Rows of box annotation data
● ● ● ● ● ● ●
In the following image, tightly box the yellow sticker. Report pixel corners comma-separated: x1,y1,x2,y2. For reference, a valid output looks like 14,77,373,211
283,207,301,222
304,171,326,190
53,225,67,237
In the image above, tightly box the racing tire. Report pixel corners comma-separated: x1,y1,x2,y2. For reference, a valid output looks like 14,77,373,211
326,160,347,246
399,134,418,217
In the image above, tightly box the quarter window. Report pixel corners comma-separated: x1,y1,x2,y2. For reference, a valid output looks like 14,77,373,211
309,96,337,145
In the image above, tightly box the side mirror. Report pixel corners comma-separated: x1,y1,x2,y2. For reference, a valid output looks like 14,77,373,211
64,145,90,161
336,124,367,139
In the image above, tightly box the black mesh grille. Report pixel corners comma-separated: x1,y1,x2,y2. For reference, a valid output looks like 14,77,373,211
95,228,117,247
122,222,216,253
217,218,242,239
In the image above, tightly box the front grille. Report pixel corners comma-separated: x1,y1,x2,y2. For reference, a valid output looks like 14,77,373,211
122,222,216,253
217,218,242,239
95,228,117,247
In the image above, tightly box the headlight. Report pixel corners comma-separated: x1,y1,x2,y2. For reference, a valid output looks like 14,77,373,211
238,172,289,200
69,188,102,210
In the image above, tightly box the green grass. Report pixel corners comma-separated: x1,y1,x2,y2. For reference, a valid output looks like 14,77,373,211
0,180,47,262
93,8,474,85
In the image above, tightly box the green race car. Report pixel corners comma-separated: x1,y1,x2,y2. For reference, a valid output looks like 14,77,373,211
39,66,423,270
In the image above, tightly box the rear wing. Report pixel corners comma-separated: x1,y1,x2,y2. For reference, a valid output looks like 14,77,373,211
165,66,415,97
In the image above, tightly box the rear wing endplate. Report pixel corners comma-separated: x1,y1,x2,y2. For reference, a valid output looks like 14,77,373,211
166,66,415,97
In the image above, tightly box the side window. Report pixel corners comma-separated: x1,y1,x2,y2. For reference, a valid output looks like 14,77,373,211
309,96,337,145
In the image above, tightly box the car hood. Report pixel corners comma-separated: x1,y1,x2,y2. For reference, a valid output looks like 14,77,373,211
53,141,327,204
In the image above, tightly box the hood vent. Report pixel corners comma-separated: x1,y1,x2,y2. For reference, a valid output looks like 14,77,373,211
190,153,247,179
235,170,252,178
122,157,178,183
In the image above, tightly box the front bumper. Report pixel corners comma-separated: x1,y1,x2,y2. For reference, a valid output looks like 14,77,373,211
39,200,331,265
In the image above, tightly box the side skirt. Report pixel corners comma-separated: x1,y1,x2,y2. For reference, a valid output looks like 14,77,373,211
● ● ● ● ● ● ●
● **Task description**: Return, unchanged, the lines of the records beginning with the line that contains "In the image above, tightly box the front bumper." and continuing through the final line of the records.

● **The completed task**:
In the image above, tightly box the front bumper. Report pixel corners comma-separated: x1,y1,x2,y2. For reference, a valid output looks like 14,77,373,211
39,200,331,265
In the image above, tightly box the side skirt. Report pixel corners comma-separated: x1,y1,x2,y2. For reference, a valid output looks like 14,77,373,211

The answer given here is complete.